+++ Records for this task

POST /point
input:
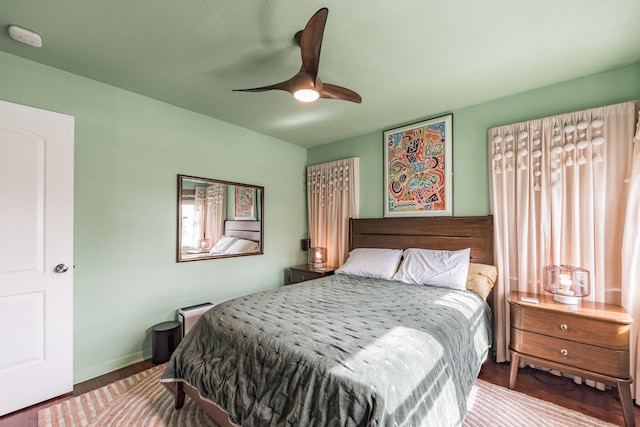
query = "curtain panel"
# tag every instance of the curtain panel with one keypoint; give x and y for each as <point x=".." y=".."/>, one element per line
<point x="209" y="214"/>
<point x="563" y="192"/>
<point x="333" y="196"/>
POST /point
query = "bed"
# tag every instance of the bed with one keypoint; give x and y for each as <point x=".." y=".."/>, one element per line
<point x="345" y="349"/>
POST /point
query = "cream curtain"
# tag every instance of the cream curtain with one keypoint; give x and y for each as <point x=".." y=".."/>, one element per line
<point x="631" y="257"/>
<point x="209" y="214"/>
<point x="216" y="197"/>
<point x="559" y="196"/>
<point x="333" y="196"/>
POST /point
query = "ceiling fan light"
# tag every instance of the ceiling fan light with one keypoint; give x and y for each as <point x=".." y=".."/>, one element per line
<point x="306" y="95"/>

++++++
+++ Records for this task

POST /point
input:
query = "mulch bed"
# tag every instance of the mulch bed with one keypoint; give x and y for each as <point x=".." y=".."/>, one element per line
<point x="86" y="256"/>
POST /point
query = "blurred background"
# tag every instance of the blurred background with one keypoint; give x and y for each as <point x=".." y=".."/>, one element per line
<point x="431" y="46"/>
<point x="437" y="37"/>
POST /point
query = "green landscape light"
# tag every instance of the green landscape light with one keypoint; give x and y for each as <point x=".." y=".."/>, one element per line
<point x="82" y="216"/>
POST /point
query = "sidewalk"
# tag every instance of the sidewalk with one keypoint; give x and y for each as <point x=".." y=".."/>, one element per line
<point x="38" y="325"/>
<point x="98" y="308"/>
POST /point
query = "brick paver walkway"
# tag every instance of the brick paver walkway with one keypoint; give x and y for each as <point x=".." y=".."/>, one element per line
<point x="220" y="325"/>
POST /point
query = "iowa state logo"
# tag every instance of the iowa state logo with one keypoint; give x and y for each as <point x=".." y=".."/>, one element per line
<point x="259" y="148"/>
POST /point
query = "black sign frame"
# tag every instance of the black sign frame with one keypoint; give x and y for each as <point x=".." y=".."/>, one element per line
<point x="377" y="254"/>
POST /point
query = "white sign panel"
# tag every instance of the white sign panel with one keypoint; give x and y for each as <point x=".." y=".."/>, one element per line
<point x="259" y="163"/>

++++++

Job →
Return each line of the listing above that contains the string "state".

Response below →
query = "iowa state logo"
# tag every instance of the iowa state logo with one keypoint; give x and y for each as <point x=".." y=".."/>, one element per line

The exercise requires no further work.